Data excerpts
• • • • •

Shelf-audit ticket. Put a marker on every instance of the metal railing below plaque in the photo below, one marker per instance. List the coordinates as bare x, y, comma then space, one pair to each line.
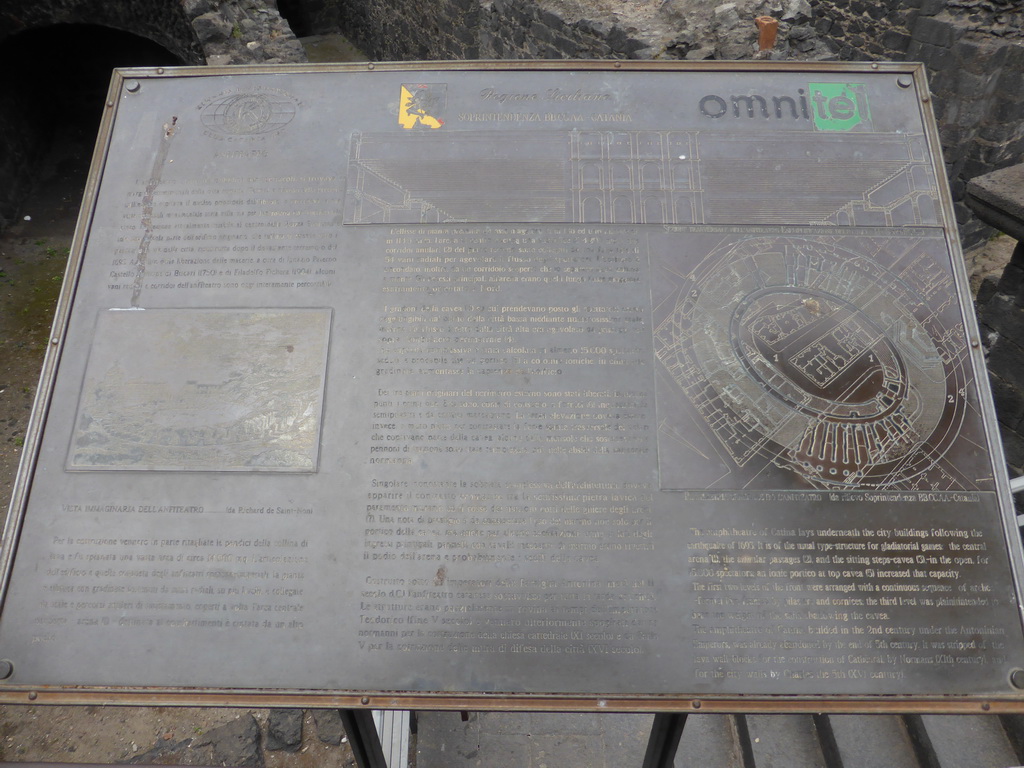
627, 386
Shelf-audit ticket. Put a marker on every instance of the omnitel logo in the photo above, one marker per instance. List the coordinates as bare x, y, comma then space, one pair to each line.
832, 107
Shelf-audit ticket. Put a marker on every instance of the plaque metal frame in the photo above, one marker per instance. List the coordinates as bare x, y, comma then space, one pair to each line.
124, 81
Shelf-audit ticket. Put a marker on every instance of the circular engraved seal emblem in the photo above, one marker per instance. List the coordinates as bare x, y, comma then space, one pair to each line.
248, 114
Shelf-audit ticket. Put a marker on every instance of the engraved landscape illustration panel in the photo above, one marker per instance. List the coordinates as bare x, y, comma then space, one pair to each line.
210, 390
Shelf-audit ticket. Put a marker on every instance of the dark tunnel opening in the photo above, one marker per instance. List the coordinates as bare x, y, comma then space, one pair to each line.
52, 105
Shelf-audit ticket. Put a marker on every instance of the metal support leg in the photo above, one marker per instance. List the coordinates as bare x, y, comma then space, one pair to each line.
363, 738
665, 735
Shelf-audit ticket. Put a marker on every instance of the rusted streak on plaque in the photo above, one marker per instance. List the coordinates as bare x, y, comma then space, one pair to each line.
170, 130
203, 390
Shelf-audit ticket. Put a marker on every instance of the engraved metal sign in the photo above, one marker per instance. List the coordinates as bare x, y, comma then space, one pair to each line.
521, 386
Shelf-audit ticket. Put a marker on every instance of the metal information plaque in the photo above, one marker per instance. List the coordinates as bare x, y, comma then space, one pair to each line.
515, 384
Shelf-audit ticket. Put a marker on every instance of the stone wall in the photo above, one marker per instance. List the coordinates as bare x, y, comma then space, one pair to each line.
974, 51
1000, 314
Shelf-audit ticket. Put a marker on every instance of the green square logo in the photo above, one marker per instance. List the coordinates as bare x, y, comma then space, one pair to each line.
840, 107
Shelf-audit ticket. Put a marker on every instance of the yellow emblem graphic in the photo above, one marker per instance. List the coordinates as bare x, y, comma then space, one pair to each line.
420, 104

• • • • •

**Prompt:** Exact repetition of all the records is required, with the pictures excluded.

**Written response:**
Shelf-audit ticket. Put a marker on every instance of the metal railing below plaque in the photo below, one marker per instance. List the coordinates as bare x, y, comma then space, one pair to each line.
627, 386
Shelf-audit ticket. Put a marker on every instance of the omnitel logo in the photo above, one marker per instance. List the coordinates as bare x, y, comma then space, one pair to each line.
832, 107
Shelf-audit ticket. Put a marker on every instance of the plaque metal frame in the photo above, one marker per instance. List the coordinates as bare x, y, comma then space, one pair to each line.
124, 81
Shelf-audit ticket. Put a marker on every instance of the circular engraved seal emblem in the photo above, one marker per instance. List the coordinates as bare x, y, comma then space, one pair to each line.
248, 114
Shelf-audit ticket. Put a marker on every instance of the engraved landscape illustration panel in the photo above, one marker per instance. List the coordinates as bare x, y, comma then space, one pair to each line.
210, 390
Shelf-audit ticket. Put a marker on every instance of the dark tunnel opening in the photo above, one marker per instance. List the coordinates as bare x, y, comma then space, one pair to each line.
52, 105
Shelf-audit ticket. Put a marker on every instance of the metal support leg in the photo above, one marker per instance. List the coordinates as bare x, y, comma then space, one pair to each line.
363, 738
665, 735
Shelf-audit ticket. Put a marker on every instance of the rusted streak on plaque in the photo above, one marker per instance. List the coordinates as bare x, y, comma then space, one pair to each line.
170, 130
203, 390
Shelf-audit ticket. Put a marker on every instance of the engraved metal sign in the photo above, one marker per instance. List the coordinates as bare x, y, comma then space, one pair to each line.
521, 386
Shelf-audit ticket. Put a marker on every instance of the metal information plaque in the photo above, one marker per instance. List the coordinates as bare x, y, comma then space, one pair to each line.
515, 384
Shelf-audit ticket. Put a marker on every instance of the stone wall in the photo above, one marker per instance. List the coordinates as bare x, y, comma then space, one pair to each line.
974, 51
1000, 314
Shelf-audit ticket. Put a marker on every instance of the green square logo in the photo above, one marker per instance. List the coordinates as bare x, y, comma then space, one pair to each line.
840, 107
Shelf-audit ticket. Put a marker on every instance of the yellow emblem graphic in the photo above, one marker per instance. List the coordinates as bare x, y, comma then space, one pair to each line.
420, 104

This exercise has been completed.